本文ブロック:
○ ○ ○ ○ ○
「遣唐使船団」
2020.09.05

松江は雲の多い朝を迎えました。台風10号の影響もあり全国的に不安定な天候になっているようです。★かつての人々は、優れた航海技術や天候予測の技術も持たないまま、小さな木造船で大陸(唐)に向けて出航しました。「遣唐使船団」と呼ばれるこの一行は難波から瀬戸内海、那大津(博多)、壱岐、対馬を経て海峡を渡り朝鮮半島の南岸沿いを北上し、山東半島付近からは陸路で都(長安)を目指したとされています(北路)。航海は大変に危険なもので、台風などはもちろん、未熟な造船技術などの影響で多くの船が行方不明になるなど、渡航の成功率は50%程度だったと言われています。当時、最も繁栄していた唐から最新の文明や技術、医薬品、美術品、仏典などを持ち帰るために多くの選ばれた秀才たちが海を渡りましたが、どれだけ強い意志であったのか、現在では想像することもできません。630年の第1回目から894年に遣唐使が廃止されるまでの間に多くの留学生や僧が海を渡り、政治制度をはじめ多くの文明がもたらされ、日本に多大な影響を及ぼしました。これらの多くは便利になった現在の私たちの生活の中にも浸透していると言われています。現在では考えらないことですが、1400年前の勇敢な先人達にとって命を賭けて海を渡ることは「生きること」そのものだったのかも知れませんね。★山陰でも明日から風が強まりそうです。台風10号は強い勢力を保っているようなので十分な警戒が必要ですね。
○ ○ ○ ○ ○
データセット項目:
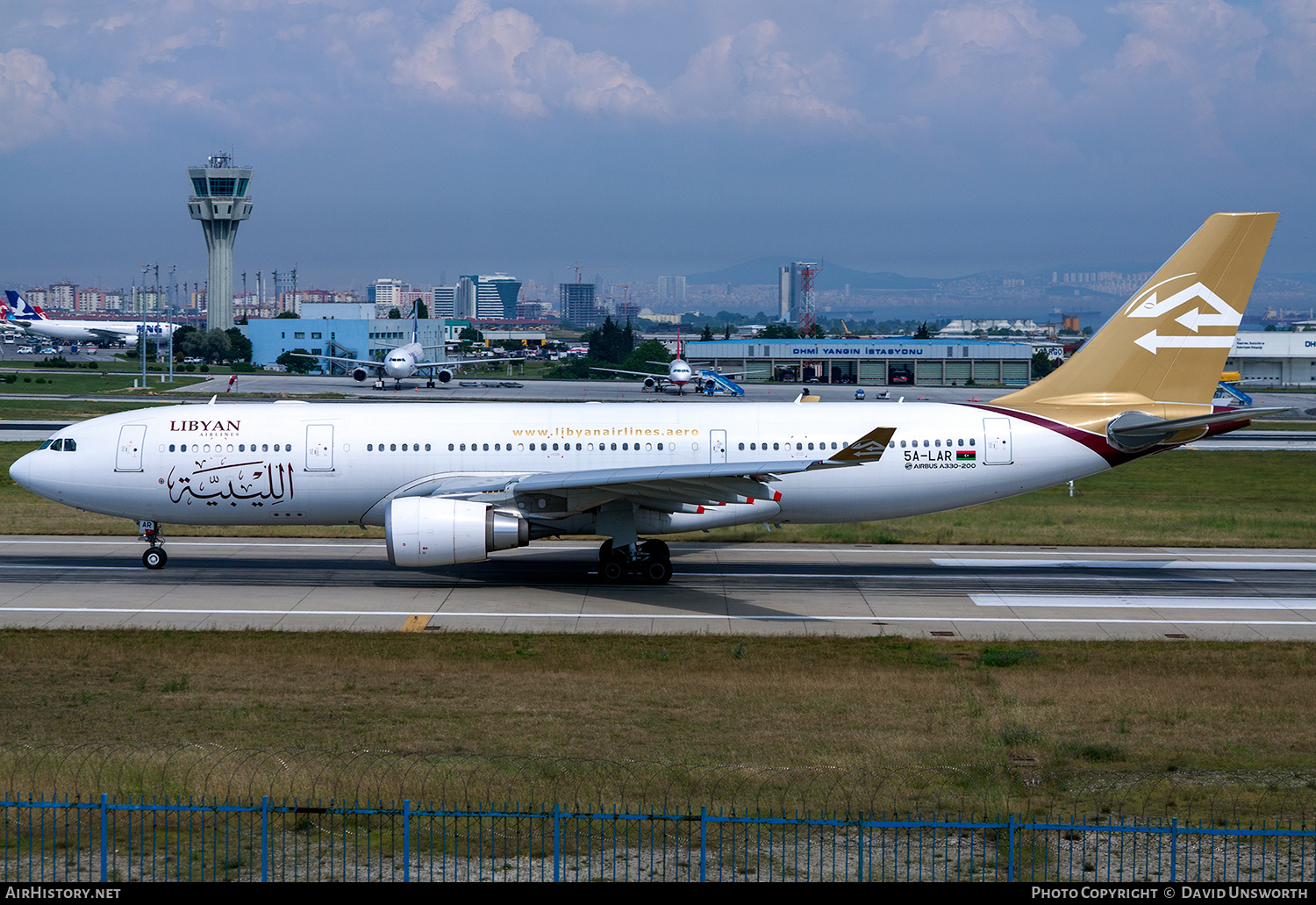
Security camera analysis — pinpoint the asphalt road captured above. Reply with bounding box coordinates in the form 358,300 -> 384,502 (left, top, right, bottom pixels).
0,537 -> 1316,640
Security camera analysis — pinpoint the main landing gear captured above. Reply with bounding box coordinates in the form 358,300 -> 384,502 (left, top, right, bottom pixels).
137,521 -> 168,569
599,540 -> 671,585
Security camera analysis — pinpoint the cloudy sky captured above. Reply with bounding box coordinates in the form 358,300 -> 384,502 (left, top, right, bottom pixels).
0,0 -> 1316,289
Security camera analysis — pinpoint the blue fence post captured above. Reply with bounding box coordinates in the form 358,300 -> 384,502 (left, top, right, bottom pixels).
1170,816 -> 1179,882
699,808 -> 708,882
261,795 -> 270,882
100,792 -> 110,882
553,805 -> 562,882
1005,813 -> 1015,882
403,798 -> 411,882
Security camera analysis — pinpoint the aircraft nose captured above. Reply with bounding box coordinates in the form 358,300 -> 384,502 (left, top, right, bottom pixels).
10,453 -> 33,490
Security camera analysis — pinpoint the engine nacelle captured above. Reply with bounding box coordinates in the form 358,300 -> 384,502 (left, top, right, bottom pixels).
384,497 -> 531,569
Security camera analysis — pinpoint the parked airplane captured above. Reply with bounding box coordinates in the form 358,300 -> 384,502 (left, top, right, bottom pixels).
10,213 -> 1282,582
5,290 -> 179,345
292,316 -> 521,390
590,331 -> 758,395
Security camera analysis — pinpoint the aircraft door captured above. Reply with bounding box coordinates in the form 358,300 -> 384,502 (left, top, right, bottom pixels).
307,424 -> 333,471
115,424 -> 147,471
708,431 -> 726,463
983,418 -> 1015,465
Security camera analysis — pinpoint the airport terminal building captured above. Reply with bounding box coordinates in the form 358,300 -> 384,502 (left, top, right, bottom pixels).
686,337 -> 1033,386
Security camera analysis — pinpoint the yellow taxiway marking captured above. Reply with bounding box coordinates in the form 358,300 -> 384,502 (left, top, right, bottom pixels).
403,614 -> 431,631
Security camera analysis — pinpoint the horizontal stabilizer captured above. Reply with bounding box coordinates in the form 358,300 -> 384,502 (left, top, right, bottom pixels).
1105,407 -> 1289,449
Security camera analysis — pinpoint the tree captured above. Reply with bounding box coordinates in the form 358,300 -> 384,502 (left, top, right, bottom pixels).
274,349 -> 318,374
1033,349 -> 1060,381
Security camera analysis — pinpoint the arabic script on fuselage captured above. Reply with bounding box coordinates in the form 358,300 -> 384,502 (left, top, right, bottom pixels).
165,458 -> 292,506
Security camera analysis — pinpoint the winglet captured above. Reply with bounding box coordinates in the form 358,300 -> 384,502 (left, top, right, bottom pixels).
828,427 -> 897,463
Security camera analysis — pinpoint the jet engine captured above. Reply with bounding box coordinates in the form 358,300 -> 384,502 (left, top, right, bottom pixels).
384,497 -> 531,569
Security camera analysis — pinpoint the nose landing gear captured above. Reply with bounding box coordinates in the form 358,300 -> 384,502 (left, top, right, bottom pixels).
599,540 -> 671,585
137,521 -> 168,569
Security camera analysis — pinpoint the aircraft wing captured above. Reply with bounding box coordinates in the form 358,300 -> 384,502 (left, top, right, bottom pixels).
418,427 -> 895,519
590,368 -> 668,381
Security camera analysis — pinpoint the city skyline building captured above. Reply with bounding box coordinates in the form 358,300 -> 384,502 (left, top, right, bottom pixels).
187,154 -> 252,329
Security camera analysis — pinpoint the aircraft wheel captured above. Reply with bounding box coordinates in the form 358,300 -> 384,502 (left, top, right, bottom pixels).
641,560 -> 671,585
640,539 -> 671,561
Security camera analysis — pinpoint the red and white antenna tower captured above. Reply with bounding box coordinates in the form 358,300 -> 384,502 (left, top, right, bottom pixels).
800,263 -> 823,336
○ ○ ○ ○ ○
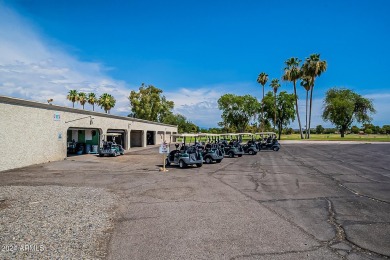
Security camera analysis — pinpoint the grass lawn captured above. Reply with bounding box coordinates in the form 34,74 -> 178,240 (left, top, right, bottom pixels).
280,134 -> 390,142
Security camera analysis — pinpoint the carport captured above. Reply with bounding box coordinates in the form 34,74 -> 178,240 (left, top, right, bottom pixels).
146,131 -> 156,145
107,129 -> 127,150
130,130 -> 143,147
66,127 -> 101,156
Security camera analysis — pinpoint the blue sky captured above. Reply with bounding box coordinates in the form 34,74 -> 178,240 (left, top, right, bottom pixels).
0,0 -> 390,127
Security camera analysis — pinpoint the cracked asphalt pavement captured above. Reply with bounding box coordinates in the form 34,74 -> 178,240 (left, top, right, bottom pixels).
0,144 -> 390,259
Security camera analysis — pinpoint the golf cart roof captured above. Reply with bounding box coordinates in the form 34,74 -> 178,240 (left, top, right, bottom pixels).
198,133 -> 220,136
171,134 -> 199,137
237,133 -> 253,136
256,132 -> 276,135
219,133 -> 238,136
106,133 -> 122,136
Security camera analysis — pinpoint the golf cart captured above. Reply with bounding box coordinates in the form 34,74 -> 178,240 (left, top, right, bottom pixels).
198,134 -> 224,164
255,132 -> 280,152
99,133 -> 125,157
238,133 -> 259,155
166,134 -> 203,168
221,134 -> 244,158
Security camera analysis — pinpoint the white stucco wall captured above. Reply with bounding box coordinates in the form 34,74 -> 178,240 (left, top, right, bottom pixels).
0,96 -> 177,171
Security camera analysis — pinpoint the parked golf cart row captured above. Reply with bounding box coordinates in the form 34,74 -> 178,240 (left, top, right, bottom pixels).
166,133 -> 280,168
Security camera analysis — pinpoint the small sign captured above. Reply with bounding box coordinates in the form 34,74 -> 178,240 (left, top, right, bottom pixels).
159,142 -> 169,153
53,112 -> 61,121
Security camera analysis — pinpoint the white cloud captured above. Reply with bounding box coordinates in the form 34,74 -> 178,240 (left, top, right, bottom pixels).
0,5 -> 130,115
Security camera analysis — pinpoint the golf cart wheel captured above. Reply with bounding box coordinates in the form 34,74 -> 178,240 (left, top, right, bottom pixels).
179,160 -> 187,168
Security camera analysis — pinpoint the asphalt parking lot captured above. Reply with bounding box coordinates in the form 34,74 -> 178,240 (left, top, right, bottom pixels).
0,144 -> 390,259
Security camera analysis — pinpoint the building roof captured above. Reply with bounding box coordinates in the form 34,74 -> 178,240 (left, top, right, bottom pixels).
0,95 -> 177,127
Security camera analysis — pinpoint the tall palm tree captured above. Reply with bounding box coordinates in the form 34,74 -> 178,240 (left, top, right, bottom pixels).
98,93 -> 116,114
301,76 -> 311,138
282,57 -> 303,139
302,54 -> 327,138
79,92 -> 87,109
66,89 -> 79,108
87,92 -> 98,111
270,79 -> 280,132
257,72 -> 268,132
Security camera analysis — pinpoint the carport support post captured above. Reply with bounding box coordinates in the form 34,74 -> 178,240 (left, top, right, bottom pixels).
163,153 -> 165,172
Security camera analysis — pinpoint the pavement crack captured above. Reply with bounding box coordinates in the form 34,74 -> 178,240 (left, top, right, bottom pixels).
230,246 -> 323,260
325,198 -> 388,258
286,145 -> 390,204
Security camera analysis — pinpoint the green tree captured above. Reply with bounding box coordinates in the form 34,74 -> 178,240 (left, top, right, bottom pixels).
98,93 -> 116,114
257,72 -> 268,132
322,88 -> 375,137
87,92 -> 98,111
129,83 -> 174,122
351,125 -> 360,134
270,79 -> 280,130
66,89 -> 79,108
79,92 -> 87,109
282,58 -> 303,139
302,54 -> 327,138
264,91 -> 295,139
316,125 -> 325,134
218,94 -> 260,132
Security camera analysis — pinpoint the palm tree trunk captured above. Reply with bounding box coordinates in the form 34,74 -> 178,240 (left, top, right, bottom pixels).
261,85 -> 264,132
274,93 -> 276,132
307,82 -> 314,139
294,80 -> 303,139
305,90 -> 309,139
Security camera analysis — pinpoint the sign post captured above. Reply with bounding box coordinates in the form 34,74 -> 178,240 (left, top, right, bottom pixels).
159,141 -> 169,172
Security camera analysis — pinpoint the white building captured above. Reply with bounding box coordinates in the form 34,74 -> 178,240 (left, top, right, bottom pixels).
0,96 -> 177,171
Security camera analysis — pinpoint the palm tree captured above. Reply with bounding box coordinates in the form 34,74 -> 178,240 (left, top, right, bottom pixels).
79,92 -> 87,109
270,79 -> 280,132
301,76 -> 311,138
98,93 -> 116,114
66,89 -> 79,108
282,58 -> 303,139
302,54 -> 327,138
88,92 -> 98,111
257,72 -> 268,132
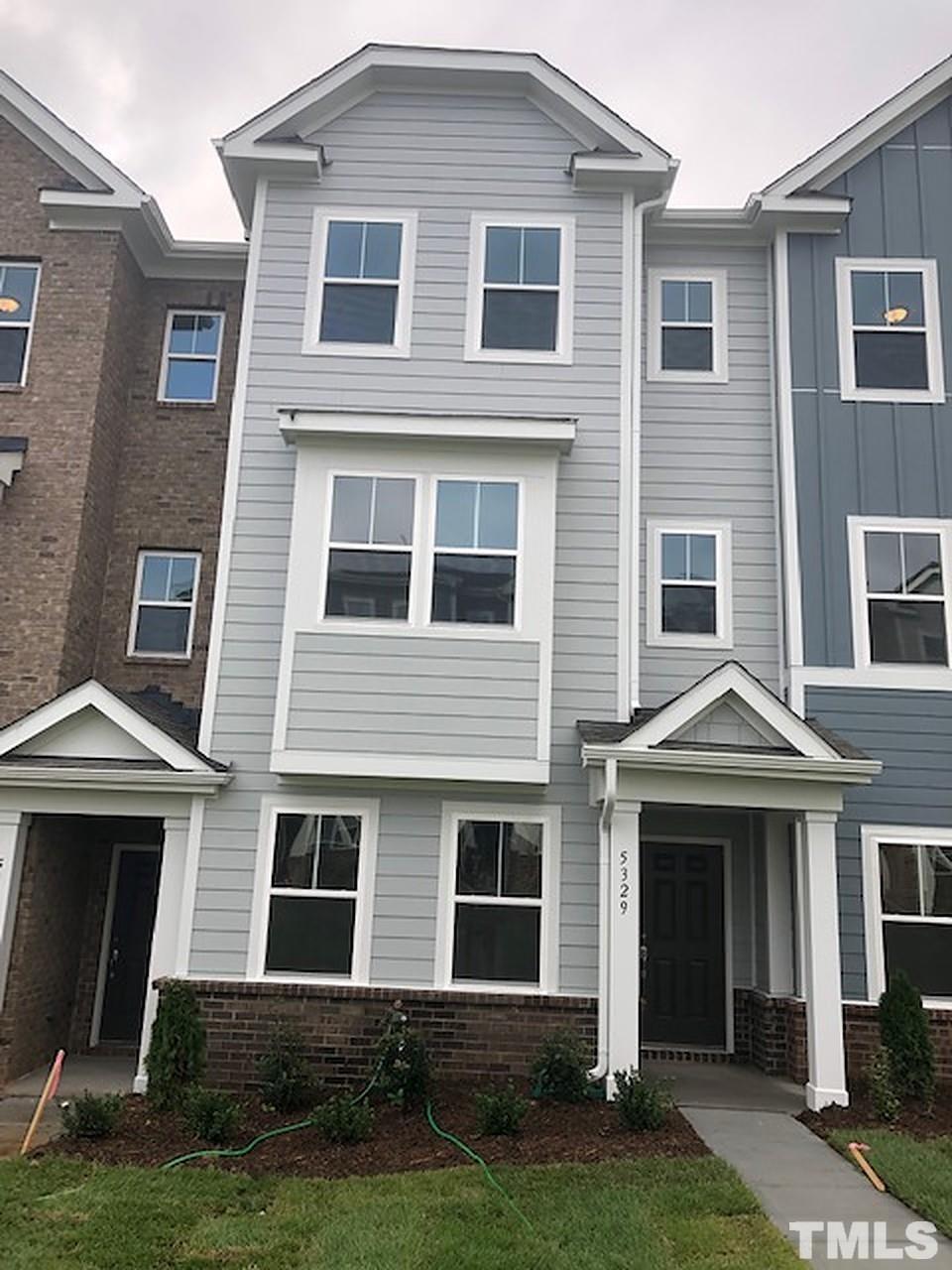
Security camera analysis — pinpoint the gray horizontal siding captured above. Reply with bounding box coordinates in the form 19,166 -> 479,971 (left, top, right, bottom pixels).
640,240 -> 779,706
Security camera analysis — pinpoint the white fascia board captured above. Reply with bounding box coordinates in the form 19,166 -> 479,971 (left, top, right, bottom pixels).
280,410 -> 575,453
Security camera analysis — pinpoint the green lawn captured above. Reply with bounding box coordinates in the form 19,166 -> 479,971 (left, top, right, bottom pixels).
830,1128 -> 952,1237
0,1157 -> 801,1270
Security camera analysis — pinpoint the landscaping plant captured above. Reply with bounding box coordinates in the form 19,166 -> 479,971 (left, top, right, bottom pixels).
○ ○ ○ ○ ○
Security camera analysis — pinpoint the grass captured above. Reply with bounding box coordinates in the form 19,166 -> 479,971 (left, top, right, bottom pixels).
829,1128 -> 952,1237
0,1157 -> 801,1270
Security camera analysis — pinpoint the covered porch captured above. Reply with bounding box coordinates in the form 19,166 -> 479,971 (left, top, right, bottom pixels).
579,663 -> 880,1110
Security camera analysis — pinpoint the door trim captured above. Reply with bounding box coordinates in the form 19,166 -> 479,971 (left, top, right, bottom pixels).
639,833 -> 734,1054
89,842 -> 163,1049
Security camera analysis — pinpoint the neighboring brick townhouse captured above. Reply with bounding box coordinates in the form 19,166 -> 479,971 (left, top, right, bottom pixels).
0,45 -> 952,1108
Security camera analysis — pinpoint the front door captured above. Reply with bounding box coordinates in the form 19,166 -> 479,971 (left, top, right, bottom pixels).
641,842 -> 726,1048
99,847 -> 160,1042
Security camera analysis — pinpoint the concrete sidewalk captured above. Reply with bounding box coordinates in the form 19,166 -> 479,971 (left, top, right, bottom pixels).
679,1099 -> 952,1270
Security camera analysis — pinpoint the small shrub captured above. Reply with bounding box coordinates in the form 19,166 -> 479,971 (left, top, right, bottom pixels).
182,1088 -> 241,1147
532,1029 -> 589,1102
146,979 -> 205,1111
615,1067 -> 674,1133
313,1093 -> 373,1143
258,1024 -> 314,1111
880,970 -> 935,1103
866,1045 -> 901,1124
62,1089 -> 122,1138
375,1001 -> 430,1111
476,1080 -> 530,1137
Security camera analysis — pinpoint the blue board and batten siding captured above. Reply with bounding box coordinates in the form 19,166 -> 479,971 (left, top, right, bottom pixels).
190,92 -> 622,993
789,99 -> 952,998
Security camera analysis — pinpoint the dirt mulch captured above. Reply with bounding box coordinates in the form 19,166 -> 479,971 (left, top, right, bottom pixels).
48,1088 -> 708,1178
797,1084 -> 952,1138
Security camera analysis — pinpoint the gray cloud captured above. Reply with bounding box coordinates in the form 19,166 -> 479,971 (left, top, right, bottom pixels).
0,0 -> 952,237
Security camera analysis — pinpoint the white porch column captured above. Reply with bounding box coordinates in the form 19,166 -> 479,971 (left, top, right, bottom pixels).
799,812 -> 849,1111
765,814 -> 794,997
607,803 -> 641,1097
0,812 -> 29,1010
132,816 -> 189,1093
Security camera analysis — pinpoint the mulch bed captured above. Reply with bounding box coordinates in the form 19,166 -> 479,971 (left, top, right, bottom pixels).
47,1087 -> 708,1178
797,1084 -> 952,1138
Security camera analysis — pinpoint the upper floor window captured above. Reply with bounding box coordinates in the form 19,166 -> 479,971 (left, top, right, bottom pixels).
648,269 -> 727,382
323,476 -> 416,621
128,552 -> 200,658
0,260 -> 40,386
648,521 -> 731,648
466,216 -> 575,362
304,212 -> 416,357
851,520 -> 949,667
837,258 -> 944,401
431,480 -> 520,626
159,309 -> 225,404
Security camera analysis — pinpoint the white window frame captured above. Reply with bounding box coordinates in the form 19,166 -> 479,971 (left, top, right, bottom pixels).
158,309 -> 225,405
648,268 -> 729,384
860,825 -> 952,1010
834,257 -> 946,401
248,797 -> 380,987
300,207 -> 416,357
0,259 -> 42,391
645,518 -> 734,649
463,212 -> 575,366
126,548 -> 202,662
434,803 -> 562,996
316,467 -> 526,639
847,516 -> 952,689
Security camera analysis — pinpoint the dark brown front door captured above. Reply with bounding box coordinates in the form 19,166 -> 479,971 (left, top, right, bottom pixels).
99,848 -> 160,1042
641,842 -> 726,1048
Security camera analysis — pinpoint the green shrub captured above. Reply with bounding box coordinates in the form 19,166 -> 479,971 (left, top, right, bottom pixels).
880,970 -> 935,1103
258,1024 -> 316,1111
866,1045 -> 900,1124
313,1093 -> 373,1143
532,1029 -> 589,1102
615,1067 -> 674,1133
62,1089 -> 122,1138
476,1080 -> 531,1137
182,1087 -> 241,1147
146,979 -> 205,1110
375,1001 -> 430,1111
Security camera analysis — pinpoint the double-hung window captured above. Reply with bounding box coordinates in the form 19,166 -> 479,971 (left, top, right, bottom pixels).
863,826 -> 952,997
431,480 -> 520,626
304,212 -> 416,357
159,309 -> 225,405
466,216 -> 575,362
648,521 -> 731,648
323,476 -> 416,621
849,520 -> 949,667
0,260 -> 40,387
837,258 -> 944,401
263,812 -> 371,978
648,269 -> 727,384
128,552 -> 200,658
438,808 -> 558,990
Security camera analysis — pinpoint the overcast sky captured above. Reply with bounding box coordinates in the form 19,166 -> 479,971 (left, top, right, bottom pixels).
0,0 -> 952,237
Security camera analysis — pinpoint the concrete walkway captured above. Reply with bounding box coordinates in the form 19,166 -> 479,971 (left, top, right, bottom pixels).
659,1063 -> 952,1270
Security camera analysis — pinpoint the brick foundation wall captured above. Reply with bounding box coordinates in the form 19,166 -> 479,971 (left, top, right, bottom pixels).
○ ○ ○ ○ ○
課題のねらい:
遣唐使船団についての本文から、「松江は雲の多い朝を迎えました」から「ので十分な警戒が必要ですね。」までを両端も含めて一字も変えずに書き写してください。 これらの項目は本文とは関係のない別の資料です。

この課題の解答:
松江は雲の多い朝を迎えました。台風10号の影響もあり全国的に不安定な天候になっているようです。★かつての人々は、優れた航海技術や天候予測の技術も持たないまま、小さな木造船で大陸(唐)に向けて出航しました。「遣唐使船団」と呼ばれるこの一行は難波から瀬戸内海、那大津(博多)、壱岐、対馬を経て海峡を渡り朝鮮半島の南岸沿いを北上し、山東半島付近からは陸路で都(長安)を目指したとされています(北路)。航海は大変に危険なもので、台風などはもちろん、未熟な造船技術などの影響で多くの船が行方不明になるなど、渡航の成功率は50%程度だったと言われています。当時、最も繁栄していた唐から最新の文明や技術、医薬品、美術品、仏典などを持ち帰るために多くの選ばれた秀才たちが海を渡りましたが、どれだけ強い意志であったのか、現在では想像することもできません。630年の第1回目から894年に遣唐使が廃止されるまでの間に多くの留学生や僧が海を渡り、政治制度をはじめ多くの文明がもたらされ、日本に多大な影響を及ぼしました。これらの多くは便利になった現在の私たちの生活の中にも浸透していると言われています。現在では考えらないことですが、1400年前の勇敢な先人達にとって命を賭けて海を渡ることは「生きること」そのものだったのかも知れませんね。★山陰でも明日から風が強まりそうです。台風10号は強い勢力を保っているようなので十分な警戒が必要ですね。